Please reproduce the listing below verbatim, keeping every line.

* * * * * * *

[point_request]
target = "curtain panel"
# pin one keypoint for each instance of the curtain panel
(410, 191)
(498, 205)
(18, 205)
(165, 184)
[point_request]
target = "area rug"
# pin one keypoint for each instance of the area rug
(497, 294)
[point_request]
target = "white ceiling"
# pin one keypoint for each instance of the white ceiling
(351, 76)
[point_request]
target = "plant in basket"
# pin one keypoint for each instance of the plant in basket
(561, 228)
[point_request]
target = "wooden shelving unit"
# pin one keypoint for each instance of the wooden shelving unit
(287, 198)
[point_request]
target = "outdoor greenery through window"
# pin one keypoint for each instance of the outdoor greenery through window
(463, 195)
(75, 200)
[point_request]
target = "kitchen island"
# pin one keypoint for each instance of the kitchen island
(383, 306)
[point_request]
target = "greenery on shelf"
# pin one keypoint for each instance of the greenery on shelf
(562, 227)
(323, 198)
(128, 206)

* * * * * * *

_Expected output_
[point_request]
target = "curtain panel"
# pin one keypoint for each instance of the curtain panel
(410, 191)
(498, 205)
(18, 205)
(165, 184)
[point_request]
target = "area rug"
# pin one keypoint for each instance of the area rug
(497, 294)
[point_request]
target = "white ceiling"
# pin one keypoint for each instance of the white ceiling
(351, 76)
[point_request]
target = "plant in basket"
# pin one keypoint for each instance of the plant in basket
(561, 228)
[point_request]
target = "wooden shelving unit"
# pin one keypoint for each instance of the wooden shelving unit
(287, 198)
[point_request]
target = "outdoor greenery through window"
# pin one keypoint for each instance of the outdoor greenery through window
(463, 195)
(75, 200)
[point_request]
target = "kitchen island"
# pin one keypoint for each instance of the kitchen island
(383, 306)
[point_request]
target = "greenery on shelf"
# pin one keypoint for each instance of the greenery on shelf
(562, 227)
(323, 198)
(128, 206)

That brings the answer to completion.